- Text zur Prüfung:
•••
Undurchschaubares Machtgeflecht
Der australische Historiker Christopher Clark stellt mit seinem Buch "Die Schlafwandler", das 2013 auf Deutsch erschien, diese in der Forschung vorherrschende Haltung als zu einseitig infrage. Indem er die Mechanismen nachzeichnet, die seiner Ansicht nach den Krieg erst möglich gemacht haben, ergibt sich praktisch eine neue Deutung der Vorkriegsgeschichte.
•••
Gespeicherte Einträge
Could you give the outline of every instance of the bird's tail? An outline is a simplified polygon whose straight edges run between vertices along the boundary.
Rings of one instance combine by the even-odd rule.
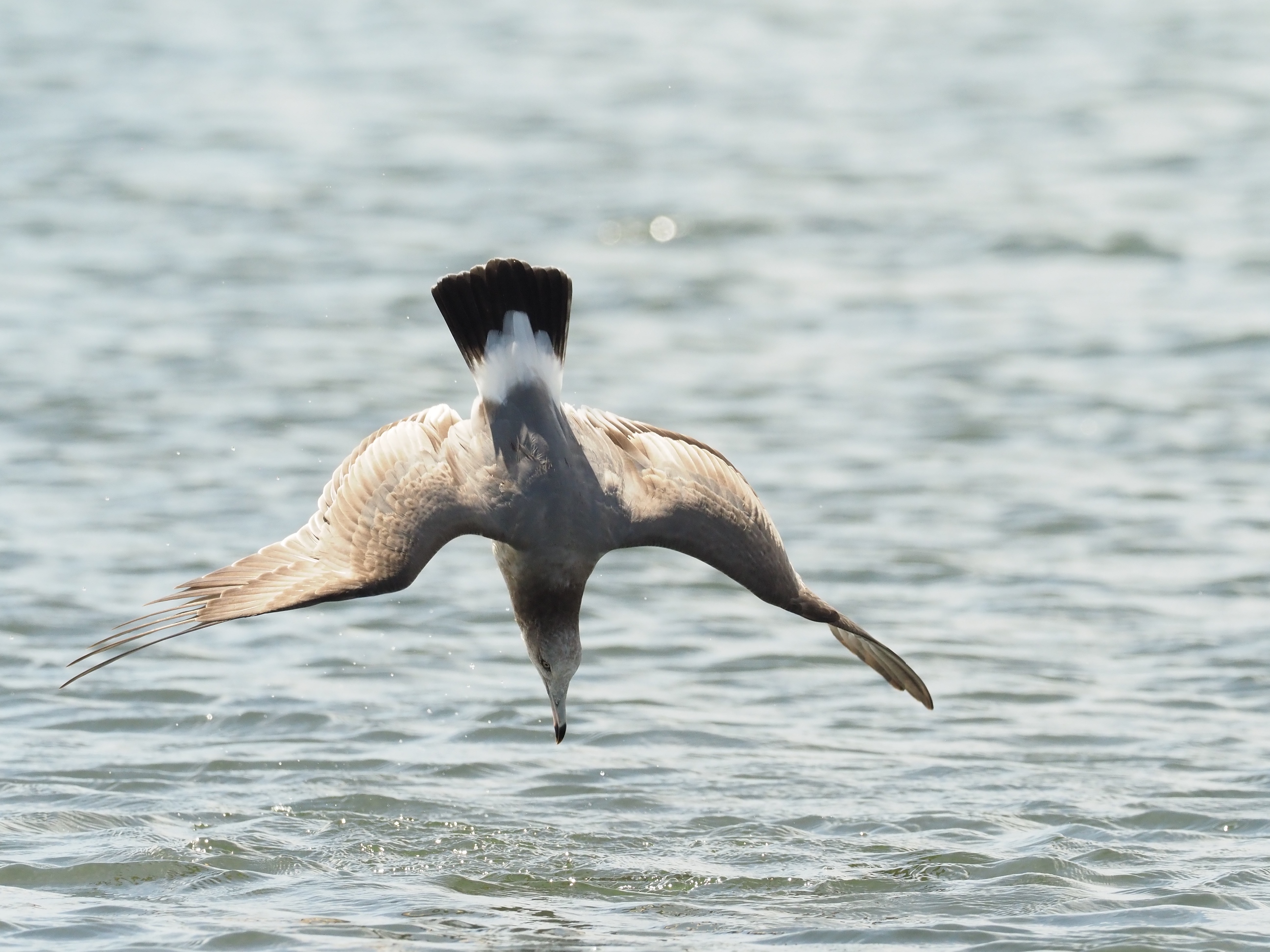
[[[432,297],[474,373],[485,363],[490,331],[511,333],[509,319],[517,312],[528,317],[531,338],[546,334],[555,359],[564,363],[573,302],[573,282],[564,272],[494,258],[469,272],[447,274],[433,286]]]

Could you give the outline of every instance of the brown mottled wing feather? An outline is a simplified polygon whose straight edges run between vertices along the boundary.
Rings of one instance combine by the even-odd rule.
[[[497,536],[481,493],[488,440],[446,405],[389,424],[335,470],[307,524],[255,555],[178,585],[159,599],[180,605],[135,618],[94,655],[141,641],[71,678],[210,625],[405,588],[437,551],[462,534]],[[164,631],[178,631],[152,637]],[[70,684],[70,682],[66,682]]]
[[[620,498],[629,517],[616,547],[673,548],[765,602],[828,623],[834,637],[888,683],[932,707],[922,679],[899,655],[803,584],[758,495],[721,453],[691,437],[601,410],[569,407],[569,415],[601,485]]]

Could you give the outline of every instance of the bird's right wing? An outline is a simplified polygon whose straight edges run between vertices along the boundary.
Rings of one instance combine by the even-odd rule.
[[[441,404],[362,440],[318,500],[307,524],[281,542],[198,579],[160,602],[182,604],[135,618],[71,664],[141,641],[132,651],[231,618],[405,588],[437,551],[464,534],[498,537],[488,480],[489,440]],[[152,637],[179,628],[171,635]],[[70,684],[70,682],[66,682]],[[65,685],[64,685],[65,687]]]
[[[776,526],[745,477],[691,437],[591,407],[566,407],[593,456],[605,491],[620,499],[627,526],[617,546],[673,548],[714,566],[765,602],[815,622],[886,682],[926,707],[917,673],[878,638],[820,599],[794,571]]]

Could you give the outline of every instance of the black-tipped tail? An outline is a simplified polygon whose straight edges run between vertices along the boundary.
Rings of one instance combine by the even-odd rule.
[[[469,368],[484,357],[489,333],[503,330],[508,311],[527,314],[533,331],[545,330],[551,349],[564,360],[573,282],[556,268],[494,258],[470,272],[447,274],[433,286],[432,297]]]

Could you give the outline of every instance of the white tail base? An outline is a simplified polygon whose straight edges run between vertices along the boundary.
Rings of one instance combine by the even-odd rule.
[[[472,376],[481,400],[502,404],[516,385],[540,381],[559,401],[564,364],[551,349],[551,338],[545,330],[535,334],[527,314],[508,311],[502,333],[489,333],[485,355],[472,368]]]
•••
In welchem Jahr erschien Christopher Clarks Buch „Die Schlafwandler“ laut dem Text zur Prüfung auf Deutsch? Stützen Sie sich allein auf den Text zur Prüfung.

Das Buch erschien 2013 auf Deutsch.